Task objective – Could you find every line in the records below that contains the word "instance" and copy it?

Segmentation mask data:

BEGIN

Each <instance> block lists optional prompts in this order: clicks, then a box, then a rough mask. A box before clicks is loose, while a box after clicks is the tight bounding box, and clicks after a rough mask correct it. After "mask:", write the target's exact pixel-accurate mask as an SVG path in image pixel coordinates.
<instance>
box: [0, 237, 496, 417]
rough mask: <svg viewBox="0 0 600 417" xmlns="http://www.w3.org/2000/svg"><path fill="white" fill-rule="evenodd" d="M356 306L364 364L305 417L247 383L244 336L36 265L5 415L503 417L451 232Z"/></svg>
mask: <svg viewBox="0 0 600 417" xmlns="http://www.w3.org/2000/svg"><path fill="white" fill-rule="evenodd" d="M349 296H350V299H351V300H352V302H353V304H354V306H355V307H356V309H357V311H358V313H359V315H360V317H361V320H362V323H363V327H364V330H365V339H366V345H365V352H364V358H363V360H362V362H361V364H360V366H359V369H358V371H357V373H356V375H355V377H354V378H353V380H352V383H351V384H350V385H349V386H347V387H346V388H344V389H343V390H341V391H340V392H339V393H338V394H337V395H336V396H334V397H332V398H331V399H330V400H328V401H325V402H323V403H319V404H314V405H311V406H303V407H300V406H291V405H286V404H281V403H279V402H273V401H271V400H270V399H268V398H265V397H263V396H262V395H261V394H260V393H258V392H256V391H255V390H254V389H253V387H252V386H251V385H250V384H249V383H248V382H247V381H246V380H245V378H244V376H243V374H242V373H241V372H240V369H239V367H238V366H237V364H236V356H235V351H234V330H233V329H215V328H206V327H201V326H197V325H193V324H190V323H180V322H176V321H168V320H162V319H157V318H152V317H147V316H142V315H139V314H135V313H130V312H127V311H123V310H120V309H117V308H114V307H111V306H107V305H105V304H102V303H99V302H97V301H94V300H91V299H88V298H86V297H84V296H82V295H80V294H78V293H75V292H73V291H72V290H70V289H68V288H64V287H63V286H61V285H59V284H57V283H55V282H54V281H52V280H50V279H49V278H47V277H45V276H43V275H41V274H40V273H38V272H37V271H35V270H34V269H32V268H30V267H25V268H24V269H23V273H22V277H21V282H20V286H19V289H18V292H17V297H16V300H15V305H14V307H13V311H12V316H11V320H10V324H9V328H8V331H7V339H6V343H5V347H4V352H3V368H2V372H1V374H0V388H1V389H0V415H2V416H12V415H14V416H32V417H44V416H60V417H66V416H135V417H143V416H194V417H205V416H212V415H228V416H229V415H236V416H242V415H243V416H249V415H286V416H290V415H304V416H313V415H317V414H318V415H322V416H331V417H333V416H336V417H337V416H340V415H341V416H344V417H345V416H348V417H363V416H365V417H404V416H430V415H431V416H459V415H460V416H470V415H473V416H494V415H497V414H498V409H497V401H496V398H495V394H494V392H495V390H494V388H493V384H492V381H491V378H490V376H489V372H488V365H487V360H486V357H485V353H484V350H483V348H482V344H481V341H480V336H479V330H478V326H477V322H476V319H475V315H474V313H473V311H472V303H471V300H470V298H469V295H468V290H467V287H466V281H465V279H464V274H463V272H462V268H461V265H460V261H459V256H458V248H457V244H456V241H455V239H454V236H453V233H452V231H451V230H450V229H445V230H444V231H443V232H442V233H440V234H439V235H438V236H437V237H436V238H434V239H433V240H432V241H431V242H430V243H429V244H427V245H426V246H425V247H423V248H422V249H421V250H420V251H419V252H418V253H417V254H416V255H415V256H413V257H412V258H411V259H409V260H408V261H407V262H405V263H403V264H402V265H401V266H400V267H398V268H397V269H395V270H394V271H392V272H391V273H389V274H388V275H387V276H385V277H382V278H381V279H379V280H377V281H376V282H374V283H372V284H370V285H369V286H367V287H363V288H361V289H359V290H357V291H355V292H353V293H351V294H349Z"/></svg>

END

Answer for the task –
Each <instance> block lists optional prompts in this order: clicks, then a box, then a rough mask. A box before clicks is loose, while a box after clicks is the tight bounding box, and clicks after a rough mask correct it. After "mask:", write the target's exact pixel-accurate mask as an SVG path in image pixel coordinates.
<instance>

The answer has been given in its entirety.